Records provided:
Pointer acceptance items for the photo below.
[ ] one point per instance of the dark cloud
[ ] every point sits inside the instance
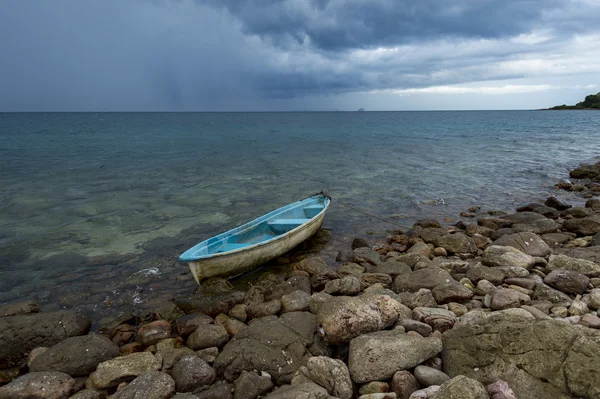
(335, 24)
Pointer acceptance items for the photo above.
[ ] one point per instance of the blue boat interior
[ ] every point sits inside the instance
(265, 228)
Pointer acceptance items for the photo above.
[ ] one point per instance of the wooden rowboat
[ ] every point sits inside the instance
(243, 248)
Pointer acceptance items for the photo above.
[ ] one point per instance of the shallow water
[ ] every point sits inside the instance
(95, 207)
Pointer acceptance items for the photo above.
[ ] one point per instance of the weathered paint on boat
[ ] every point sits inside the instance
(252, 244)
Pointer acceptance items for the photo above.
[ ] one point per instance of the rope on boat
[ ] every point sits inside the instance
(361, 211)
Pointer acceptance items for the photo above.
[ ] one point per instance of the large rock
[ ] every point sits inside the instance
(76, 356)
(331, 374)
(343, 318)
(50, 385)
(587, 267)
(568, 281)
(528, 243)
(537, 358)
(422, 278)
(307, 390)
(583, 226)
(452, 243)
(451, 292)
(192, 372)
(125, 368)
(496, 255)
(462, 387)
(274, 345)
(378, 356)
(20, 334)
(151, 385)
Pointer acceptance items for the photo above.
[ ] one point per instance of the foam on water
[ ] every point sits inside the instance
(89, 200)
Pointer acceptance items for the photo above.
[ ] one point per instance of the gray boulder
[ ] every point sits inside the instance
(563, 262)
(568, 281)
(378, 356)
(331, 374)
(583, 226)
(192, 372)
(47, 385)
(20, 334)
(274, 345)
(76, 356)
(422, 278)
(496, 255)
(121, 369)
(537, 358)
(151, 385)
(343, 318)
(528, 243)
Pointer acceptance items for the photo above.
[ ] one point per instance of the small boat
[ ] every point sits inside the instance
(252, 244)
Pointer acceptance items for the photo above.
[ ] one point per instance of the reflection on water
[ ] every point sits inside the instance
(90, 203)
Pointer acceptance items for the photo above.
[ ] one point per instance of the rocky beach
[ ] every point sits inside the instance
(499, 305)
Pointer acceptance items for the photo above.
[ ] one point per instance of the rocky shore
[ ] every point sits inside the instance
(499, 306)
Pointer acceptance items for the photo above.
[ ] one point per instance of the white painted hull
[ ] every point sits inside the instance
(242, 260)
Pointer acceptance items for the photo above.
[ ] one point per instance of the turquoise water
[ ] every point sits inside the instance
(95, 207)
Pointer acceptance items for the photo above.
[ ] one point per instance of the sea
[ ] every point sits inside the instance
(96, 207)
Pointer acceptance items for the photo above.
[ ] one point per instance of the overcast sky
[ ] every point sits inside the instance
(263, 55)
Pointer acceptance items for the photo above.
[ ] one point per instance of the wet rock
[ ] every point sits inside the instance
(451, 292)
(347, 285)
(544, 293)
(424, 278)
(586, 267)
(290, 285)
(504, 298)
(586, 226)
(125, 368)
(331, 374)
(187, 324)
(76, 356)
(19, 308)
(500, 390)
(403, 384)
(269, 344)
(462, 387)
(264, 309)
(557, 204)
(295, 301)
(250, 385)
(378, 356)
(343, 318)
(20, 334)
(210, 305)
(528, 354)
(439, 319)
(308, 390)
(350, 268)
(545, 210)
(496, 255)
(151, 333)
(568, 281)
(208, 335)
(192, 372)
(528, 243)
(150, 385)
(422, 298)
(428, 376)
(479, 272)
(46, 385)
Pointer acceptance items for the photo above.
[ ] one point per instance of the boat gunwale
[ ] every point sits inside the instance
(252, 224)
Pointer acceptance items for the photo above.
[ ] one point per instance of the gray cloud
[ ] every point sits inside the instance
(288, 54)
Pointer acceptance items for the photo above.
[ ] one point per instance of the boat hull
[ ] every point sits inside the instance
(241, 261)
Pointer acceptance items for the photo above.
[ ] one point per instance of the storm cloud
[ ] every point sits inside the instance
(210, 55)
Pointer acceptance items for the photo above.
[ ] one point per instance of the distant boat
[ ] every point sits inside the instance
(252, 244)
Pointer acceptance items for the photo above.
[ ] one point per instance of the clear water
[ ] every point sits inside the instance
(95, 207)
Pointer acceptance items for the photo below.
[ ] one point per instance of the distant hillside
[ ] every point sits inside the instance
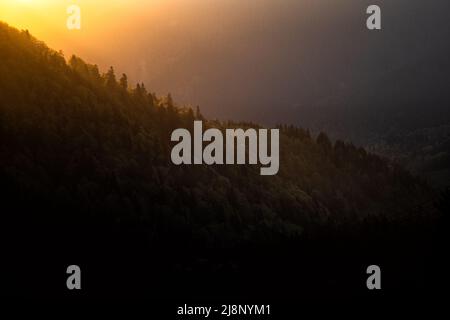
(85, 176)
(87, 144)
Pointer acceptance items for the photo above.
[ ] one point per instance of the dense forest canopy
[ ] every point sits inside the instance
(85, 145)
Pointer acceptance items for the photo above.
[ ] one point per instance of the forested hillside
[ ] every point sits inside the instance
(84, 149)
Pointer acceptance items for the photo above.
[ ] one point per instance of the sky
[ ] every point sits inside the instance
(306, 62)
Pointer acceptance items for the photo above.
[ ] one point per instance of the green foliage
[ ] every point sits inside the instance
(80, 144)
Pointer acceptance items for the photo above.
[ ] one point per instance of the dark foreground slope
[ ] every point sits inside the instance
(86, 178)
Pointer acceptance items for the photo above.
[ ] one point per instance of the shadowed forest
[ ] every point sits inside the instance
(86, 178)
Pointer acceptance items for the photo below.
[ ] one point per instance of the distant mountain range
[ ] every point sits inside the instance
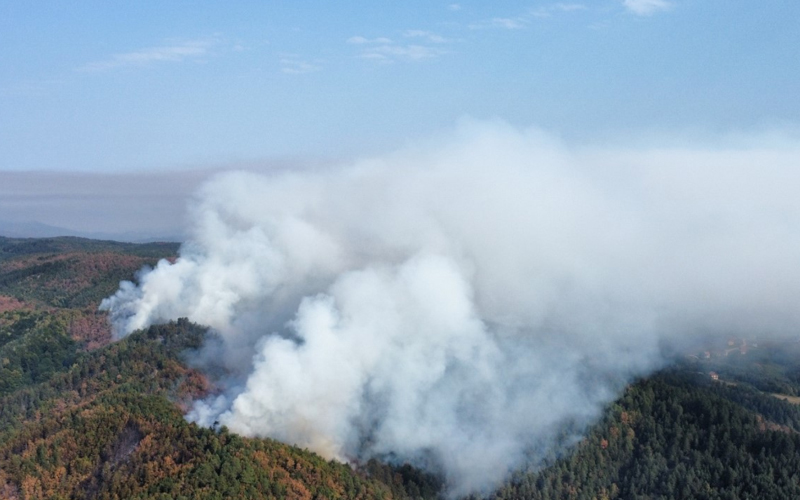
(35, 229)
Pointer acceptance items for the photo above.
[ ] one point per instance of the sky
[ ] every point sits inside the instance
(128, 87)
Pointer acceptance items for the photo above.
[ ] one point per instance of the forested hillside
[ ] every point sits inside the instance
(84, 417)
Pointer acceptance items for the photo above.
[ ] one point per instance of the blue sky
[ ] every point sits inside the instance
(102, 86)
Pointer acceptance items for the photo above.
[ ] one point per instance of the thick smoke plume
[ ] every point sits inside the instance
(460, 304)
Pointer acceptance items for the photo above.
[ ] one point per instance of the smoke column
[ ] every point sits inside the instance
(459, 304)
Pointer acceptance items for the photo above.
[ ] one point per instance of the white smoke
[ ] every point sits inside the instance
(459, 305)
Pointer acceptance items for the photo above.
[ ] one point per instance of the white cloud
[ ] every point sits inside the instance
(293, 65)
(178, 52)
(522, 21)
(360, 40)
(425, 35)
(646, 7)
(385, 50)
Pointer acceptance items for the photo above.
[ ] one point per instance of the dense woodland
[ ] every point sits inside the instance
(84, 417)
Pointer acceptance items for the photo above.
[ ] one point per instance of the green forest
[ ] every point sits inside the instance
(82, 416)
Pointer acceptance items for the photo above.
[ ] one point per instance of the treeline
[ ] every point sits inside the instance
(110, 427)
(675, 436)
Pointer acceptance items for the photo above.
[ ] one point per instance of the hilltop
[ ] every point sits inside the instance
(84, 417)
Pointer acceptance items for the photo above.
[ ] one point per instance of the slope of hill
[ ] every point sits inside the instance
(81, 417)
(91, 419)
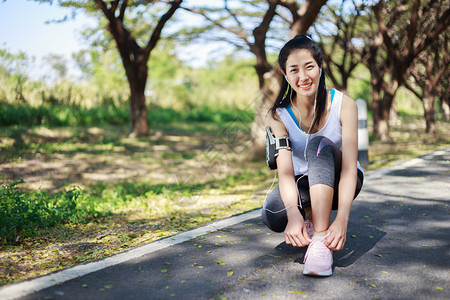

Aim of the exercise: Report each line in the entries above that contains the word "rocky", copying every such line in full. Letter case counts when matching.

Finished task:
[ ] one point per instance of the rocky beach
[ ] one point per instance of the rocky shore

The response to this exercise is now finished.